ACTIVITY 1:
Rewrite the part of the essay on writing for the reader that opens with the words "So, once again, I" and closes with "became a sensation?", replacing "manuscript" with "draft".
ACTIVITY 2:
Carry on the essay on writing for the reader from the point where it stops.

PAGE EXTRACT:
Famous Last Words: Always Think of Your Reader
I watched Charles Osgood interview Welsh author Ken Follett on PBS the other day. A world-renowned writer once asked Follett if he thought about the reader when he was writing. Follett said he thought about the reader all the time. Constantly.
In response, the famous author said, “I never think of the reader. I always write for myself.”
“That’s why you are a very great author,” Follett said. “And why I’m a very rich author.”
I keep seeing prose by writers, authors, business folks and academics that write for themselves and not their readers.
So, once again, I have restarted work on the manuscript of a book that’s been languishing in my computer for several years: “WRITE IT RIGHT: What Authors Can Learn From the Great Copywriters.”
A Huge Disappointment
Back in the summer of 2008, I came across a review in The Wall Street Journal of “Tupperware Unsealed: Brownie Wise, Earl Tupper, and the Home Party Pioneers.”
I was intensely interested. Here was the genesis of a revolutionary marketing technique—the Tupperware party, where (mostly) women would get together in a home and a sales rep would demonstrate plastic food containers, take orders and give the hostess a commission or thank-you gift. Who dreamed it up? What were the thought processes, the trials and the errors that went into the final business model that became a sensation?

Dataset entries:
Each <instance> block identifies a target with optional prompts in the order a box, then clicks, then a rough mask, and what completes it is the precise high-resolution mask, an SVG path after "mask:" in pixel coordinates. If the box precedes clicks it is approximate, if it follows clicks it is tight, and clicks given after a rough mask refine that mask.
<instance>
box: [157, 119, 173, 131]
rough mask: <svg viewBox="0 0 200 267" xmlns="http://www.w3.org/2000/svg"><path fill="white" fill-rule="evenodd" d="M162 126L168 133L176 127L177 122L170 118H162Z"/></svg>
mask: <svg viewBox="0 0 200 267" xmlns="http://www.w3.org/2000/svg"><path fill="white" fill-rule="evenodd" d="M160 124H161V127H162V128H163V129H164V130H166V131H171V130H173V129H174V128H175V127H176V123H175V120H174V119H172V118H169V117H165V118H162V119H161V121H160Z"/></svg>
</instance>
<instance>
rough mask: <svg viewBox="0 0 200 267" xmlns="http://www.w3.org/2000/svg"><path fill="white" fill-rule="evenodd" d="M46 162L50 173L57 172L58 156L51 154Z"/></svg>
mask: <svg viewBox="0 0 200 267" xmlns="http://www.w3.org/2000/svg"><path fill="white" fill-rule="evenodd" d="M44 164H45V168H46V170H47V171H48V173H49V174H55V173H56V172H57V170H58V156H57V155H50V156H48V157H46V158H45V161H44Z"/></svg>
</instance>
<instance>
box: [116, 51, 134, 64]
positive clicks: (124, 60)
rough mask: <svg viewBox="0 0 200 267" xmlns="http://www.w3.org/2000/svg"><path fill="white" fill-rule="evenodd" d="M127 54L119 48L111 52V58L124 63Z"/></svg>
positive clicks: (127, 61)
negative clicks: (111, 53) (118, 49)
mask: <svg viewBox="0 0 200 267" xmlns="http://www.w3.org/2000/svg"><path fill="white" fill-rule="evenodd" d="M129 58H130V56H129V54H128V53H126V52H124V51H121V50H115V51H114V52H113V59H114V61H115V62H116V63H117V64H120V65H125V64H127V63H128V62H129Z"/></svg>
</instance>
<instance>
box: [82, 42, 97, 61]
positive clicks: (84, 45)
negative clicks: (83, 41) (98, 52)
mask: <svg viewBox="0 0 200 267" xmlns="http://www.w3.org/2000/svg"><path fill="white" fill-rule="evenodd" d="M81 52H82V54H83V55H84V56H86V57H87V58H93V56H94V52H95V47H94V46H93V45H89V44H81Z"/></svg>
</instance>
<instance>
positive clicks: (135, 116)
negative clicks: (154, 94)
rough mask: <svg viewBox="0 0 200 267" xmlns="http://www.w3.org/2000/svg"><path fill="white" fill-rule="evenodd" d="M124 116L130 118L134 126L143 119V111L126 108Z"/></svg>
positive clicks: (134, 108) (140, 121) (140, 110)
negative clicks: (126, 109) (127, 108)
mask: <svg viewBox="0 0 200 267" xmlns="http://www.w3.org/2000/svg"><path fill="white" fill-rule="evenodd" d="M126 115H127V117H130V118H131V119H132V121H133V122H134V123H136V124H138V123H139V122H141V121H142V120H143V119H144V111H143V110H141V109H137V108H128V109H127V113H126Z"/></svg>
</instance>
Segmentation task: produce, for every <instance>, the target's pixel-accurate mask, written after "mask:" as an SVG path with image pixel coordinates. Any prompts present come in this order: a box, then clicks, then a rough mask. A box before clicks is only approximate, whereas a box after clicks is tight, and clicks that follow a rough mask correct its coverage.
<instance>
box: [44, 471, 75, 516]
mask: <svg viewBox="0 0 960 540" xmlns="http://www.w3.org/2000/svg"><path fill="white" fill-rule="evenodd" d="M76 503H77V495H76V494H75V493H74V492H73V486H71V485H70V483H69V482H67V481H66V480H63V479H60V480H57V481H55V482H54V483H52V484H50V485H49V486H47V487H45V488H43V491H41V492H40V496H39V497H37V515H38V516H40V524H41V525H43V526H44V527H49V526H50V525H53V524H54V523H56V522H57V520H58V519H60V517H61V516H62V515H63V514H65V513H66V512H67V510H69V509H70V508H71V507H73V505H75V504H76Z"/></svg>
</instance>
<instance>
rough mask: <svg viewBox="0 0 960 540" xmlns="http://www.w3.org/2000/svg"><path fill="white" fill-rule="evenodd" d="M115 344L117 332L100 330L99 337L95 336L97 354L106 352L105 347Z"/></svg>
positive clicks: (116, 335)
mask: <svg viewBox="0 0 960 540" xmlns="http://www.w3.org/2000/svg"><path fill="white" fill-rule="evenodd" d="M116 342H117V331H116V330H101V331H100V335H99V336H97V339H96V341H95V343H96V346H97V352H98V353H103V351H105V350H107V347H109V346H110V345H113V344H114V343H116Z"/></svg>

WRITTEN RESPONSE 1:
So, once again, I have restarted work on the draft of a book that’s been languishing in my computer for several years: “WRITE IT RIGHT: What Authors Can Learn From the Great Copywriters.”
A Huge Disappointment
Back in the summer of 2008, I came across a review in The Wall Street Journal of “Tupperware Unsealed: Brownie Wise, Earl Tupper, and the Home Party Pioneers.”
I was intensely interested. Here was the genesis of a revolutionary marketing technique—the Tupperware party, where (mostly) women would get together in a home and a sales rep would demonstrate plastic food containers, take orders and give the hostess a commission or thank-you gift. Who dreamed it up? What were the thought processes, the trials and the errors that went into the final business model that became a sensation?

WRITTEN RESPONSE 2:
I eagerly dug into the review by Mark Lasswell, deputy books editor of the WSJ, and quickly discovered that he boiled the contents of the book down to 1,057 words, telling the reader the entire story from beginning to the very sad ending. I knew exactly what was in the book and no longer had any reason to buy it. Lasswell had screwed me out of a reading experience, screwed the author out a royalty payment and screwed the publisher—University Press of Florida—out of a sale. This was the classic lazy man’s way to fill a newspaper column—take somebody else’s stuff, retell it, add nothing to the mix and feel immensely pleased that he’s done a good day’s work.